While communicating one's ideas and emotions in various forms is an
important and life affirming act, the unrestricted ability to ruin
reputations, cause legal and criminal hardship to innocent people and
generally use the law as a weapon for cruelty's sake is not what
anybody's founding fathers really had in mind when they created the
concepts and documents establishing a vision for their descendent's
future.
Alvin Goldstein, born in Brooklyn in 1936, is certainly one of those
rabble rousers who have become inextricably linked with what the actual
parameters of being offensive for it's own sake are concerned. He
worked as a journalist for other periodicals before deciding with Jim
Buckley to start "Screw" back in the late 60s and pretty much dare the
cops to come and get them! Back then something like what we can see on
"Sex And The City" would have been considered hard core porn by many,
so it wasn't long before the duo did get arrested and continued to many
times.
In his autobiography "I, Goldstein", Al describes his life as a quest
for some kind of mental and sexual fulfilment that he assumed his
father's generation didn't have. The need for attention became as life
threatening an obsessive compulsion as his gluttony with food and
prostitutes, not to mention the relentless shopping sprees and
generosity with taking friends and business associates out on the town
for lavish meals. Al loved feeling like a big shot and the material
wealth didn't quite make up for the patterns that would dominate his
life for the long haul.

- Data entries
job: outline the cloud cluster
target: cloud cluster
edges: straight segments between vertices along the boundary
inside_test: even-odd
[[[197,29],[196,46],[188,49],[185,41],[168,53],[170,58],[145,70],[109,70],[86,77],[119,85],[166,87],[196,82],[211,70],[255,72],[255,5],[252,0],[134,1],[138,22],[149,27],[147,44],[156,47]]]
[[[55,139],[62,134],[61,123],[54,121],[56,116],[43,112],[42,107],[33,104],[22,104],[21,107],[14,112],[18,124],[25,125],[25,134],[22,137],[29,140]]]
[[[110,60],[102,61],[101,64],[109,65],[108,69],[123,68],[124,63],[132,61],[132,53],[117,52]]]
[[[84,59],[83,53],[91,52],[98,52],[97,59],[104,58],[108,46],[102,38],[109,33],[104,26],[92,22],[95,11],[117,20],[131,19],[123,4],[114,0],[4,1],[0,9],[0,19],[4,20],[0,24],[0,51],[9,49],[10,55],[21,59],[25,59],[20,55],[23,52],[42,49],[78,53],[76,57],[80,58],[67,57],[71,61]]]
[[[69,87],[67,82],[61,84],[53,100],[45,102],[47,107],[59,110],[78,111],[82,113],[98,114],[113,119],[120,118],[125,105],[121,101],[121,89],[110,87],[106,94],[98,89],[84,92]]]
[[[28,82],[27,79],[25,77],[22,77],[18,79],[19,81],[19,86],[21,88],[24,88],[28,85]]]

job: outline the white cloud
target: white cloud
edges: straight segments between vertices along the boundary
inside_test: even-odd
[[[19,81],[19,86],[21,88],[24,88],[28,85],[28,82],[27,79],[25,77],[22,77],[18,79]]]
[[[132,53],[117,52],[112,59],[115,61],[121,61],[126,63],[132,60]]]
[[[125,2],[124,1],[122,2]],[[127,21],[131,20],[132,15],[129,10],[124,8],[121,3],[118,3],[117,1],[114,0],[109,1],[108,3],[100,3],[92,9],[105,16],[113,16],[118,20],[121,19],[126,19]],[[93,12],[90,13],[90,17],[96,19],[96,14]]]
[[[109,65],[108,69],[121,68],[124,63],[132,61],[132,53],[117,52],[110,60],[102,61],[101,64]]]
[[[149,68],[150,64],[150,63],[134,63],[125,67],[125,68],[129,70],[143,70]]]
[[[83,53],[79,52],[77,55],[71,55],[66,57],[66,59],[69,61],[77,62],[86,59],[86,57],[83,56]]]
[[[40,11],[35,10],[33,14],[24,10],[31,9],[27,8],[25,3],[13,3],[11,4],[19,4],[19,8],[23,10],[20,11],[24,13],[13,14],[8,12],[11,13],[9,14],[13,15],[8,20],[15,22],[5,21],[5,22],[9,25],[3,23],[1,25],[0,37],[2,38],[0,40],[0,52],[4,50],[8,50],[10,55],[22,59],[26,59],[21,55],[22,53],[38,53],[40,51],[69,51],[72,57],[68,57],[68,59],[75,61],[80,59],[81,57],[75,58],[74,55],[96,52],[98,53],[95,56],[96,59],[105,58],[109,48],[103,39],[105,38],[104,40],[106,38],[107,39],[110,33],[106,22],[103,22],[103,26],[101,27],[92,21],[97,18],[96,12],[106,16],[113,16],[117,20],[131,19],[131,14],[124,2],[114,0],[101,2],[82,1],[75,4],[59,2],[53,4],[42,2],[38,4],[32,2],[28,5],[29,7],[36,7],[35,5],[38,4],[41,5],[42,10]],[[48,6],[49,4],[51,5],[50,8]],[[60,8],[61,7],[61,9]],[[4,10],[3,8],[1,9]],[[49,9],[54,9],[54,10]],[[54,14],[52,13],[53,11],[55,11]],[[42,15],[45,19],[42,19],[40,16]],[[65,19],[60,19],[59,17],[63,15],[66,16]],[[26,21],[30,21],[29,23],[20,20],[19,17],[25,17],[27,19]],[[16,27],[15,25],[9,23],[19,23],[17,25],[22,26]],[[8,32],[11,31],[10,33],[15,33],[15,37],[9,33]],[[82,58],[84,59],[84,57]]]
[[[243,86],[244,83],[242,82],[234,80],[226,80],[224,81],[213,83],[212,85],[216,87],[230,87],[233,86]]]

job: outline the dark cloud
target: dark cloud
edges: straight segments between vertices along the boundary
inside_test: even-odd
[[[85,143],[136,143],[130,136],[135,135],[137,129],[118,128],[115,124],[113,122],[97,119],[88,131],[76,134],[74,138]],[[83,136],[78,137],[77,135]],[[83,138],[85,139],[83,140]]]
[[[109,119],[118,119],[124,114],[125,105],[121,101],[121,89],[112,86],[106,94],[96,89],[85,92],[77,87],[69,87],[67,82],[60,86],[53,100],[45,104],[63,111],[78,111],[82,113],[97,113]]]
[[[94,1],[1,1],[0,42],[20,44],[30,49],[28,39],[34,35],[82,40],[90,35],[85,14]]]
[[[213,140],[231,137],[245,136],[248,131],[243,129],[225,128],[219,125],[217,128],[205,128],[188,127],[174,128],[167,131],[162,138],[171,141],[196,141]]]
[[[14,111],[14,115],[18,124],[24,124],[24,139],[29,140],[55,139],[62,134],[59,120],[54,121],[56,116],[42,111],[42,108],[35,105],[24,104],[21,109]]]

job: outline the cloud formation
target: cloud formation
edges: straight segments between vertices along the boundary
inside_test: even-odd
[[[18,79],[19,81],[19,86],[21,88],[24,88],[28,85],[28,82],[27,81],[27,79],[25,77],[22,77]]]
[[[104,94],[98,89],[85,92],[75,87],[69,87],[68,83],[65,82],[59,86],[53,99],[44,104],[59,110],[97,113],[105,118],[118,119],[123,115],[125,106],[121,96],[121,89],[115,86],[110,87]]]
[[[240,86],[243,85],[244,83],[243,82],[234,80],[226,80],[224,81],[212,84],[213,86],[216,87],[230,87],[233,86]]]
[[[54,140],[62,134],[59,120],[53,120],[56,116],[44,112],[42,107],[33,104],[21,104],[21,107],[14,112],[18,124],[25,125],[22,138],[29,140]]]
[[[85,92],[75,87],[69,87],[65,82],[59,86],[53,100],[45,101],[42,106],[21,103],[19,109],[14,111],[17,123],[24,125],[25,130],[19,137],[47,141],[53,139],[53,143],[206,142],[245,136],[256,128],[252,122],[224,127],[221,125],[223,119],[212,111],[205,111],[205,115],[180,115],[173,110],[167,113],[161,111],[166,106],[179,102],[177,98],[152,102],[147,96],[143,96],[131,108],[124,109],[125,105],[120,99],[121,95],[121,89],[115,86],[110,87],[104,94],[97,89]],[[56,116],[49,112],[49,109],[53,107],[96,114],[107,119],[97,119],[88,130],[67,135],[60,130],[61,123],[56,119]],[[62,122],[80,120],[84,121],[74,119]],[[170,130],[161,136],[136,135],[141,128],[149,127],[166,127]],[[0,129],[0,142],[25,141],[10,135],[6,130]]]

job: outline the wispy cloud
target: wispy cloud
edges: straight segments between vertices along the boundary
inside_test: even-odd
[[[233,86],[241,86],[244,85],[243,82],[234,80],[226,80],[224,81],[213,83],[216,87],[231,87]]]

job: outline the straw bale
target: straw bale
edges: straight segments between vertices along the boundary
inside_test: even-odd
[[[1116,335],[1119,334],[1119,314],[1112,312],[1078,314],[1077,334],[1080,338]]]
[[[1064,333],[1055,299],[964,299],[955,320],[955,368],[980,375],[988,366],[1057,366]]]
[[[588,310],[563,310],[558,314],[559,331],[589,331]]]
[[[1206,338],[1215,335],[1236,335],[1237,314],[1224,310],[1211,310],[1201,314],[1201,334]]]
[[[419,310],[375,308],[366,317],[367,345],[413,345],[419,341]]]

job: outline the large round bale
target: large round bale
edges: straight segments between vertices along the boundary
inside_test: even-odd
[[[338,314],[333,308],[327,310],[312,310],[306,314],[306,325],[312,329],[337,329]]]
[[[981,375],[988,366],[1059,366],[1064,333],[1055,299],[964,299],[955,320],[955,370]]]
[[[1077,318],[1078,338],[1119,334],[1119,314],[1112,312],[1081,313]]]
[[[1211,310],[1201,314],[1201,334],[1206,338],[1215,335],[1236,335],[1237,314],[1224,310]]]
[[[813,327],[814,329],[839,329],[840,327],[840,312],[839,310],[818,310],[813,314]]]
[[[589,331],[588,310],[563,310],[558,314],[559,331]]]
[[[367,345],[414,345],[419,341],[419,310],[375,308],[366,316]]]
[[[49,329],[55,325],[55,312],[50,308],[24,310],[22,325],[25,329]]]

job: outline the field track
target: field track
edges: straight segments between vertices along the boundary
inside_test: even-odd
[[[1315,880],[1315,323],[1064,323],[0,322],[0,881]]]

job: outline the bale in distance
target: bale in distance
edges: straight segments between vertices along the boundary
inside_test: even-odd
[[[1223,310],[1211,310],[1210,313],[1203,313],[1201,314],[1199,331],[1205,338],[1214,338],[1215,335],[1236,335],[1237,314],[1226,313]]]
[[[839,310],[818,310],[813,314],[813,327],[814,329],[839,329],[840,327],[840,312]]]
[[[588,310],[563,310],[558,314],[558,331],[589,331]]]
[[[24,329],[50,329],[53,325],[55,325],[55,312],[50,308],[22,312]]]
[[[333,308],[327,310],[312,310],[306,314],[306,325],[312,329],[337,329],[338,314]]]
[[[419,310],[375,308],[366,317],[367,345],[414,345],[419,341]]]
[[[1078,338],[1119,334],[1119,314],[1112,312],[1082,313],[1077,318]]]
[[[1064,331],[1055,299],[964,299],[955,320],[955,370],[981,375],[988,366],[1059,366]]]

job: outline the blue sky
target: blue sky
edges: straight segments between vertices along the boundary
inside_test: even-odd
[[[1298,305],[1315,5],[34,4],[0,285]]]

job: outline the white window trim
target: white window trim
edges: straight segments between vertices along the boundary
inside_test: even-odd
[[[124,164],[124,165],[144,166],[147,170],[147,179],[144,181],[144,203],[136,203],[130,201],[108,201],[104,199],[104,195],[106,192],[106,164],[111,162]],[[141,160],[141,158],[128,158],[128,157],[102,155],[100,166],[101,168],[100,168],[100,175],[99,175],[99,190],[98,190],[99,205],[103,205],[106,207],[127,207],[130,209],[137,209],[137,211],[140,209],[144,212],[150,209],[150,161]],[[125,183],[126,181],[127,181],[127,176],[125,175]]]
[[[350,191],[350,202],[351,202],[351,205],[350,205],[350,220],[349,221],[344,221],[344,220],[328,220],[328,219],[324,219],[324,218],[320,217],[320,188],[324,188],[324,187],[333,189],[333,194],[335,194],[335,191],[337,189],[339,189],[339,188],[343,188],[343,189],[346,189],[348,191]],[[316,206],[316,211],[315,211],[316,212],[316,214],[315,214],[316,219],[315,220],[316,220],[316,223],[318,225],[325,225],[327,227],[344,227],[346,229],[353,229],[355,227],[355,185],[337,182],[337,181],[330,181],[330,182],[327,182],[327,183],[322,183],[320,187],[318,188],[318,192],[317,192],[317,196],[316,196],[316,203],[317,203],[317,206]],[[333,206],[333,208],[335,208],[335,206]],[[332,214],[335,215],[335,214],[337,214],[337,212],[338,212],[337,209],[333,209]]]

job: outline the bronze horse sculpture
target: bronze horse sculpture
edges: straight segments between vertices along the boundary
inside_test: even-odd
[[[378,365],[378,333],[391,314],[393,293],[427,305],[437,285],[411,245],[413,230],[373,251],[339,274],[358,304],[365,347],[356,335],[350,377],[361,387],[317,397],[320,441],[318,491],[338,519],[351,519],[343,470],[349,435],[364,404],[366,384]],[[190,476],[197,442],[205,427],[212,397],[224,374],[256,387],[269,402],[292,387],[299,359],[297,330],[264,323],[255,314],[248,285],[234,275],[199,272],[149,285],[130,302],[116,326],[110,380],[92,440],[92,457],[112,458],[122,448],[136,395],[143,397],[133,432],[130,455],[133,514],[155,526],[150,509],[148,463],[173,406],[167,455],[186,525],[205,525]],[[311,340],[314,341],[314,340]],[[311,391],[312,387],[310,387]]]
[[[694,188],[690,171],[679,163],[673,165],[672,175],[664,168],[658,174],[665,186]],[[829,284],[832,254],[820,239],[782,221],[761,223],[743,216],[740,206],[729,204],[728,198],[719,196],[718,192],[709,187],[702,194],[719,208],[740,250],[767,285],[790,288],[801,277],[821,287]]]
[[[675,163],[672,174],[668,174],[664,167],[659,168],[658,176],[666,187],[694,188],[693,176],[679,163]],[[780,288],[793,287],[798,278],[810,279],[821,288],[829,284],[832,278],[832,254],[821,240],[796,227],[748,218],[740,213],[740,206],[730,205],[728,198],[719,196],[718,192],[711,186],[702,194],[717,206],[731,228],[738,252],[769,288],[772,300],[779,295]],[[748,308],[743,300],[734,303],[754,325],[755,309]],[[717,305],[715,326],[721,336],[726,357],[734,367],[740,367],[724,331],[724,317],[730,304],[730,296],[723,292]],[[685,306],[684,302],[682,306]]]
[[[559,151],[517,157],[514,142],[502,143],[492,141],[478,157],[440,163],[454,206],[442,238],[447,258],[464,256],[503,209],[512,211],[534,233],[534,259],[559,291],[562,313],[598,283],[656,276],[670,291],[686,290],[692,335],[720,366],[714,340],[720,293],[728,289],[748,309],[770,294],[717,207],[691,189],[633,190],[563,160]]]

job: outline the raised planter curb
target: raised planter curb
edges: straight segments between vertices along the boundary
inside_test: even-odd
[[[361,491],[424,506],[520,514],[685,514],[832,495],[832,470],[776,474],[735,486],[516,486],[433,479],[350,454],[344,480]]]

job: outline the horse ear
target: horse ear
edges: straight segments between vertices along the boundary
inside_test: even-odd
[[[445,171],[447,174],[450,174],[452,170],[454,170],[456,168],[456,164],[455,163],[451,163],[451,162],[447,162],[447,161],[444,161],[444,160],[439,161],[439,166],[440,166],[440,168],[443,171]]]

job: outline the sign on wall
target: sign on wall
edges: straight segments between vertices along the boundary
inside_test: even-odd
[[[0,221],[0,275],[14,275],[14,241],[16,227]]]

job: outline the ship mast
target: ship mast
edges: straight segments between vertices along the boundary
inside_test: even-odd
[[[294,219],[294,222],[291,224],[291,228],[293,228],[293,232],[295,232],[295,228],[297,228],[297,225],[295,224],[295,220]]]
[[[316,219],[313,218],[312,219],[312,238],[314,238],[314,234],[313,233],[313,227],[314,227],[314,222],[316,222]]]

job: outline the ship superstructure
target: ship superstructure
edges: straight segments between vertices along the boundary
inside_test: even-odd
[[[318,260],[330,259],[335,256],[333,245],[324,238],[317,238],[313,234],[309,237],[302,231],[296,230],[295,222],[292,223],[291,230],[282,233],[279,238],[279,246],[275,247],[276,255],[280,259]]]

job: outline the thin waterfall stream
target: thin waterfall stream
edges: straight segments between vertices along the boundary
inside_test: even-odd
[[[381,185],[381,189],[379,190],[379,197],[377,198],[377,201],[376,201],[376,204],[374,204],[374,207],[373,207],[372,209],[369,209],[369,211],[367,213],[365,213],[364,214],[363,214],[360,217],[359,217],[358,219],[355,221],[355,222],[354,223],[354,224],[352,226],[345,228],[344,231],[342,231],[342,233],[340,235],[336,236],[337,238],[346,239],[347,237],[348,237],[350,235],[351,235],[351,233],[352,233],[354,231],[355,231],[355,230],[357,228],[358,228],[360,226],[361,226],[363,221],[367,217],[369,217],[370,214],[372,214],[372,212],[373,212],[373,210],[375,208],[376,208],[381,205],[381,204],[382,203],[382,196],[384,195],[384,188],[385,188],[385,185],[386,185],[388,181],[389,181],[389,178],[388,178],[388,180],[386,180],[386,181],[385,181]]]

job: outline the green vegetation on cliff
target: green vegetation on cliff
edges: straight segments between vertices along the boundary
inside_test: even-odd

- To do
Reproduce the passage on Al Goldstein, everything from "In his autobiography" down to "the long haul.". This data comes from an unrelated source.

- Output for this exercise
In his autobiography "I, Goldstein", Al describes his life as a quest
for some kind of mental and sexual fulfilment that he assumed his
father's generation didn't have. The need for attention became as life
threatening an obsessive compulsion as his gluttony with food and
prostitutes, not to mention the relentless shopping sprees and
generosity with taking friends and business associates out on the town
for lavish meals. Al loved feeling like a big shot and the material
wealth didn't quite make up for the patterns that would dominate his
life for the long haul.